• [Job]
Reproduce the listing below without changes, starting at its first line and ending with the line that contains "56L72 81L87 61L81".

┌──

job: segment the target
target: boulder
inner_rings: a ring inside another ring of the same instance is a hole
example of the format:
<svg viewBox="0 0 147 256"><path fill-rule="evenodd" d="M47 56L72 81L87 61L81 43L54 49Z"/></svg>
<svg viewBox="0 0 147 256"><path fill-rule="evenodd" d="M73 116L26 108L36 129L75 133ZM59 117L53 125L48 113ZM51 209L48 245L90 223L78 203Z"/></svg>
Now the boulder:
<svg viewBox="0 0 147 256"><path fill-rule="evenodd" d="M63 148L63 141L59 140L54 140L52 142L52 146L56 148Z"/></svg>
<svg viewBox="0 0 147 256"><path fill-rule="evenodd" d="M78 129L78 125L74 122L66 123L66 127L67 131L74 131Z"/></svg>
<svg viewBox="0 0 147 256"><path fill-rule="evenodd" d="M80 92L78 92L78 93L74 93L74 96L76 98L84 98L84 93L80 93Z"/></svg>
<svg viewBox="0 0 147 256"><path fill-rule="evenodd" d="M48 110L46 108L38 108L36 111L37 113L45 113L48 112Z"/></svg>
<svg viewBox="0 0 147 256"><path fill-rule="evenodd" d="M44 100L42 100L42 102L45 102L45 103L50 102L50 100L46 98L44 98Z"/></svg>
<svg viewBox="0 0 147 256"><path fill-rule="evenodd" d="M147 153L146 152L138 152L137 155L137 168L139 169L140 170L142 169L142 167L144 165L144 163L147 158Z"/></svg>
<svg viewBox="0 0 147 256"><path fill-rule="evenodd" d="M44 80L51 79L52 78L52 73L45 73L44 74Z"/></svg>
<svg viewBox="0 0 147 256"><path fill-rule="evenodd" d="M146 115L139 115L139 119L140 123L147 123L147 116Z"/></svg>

└──

• [Solution for this exercise]
job: segment the target
target: boulder
inner_rings: a ring inside another ring of the same instance is a hole
example of the format:
<svg viewBox="0 0 147 256"><path fill-rule="evenodd" d="M47 56L72 81L87 61L81 43L54 49Z"/></svg>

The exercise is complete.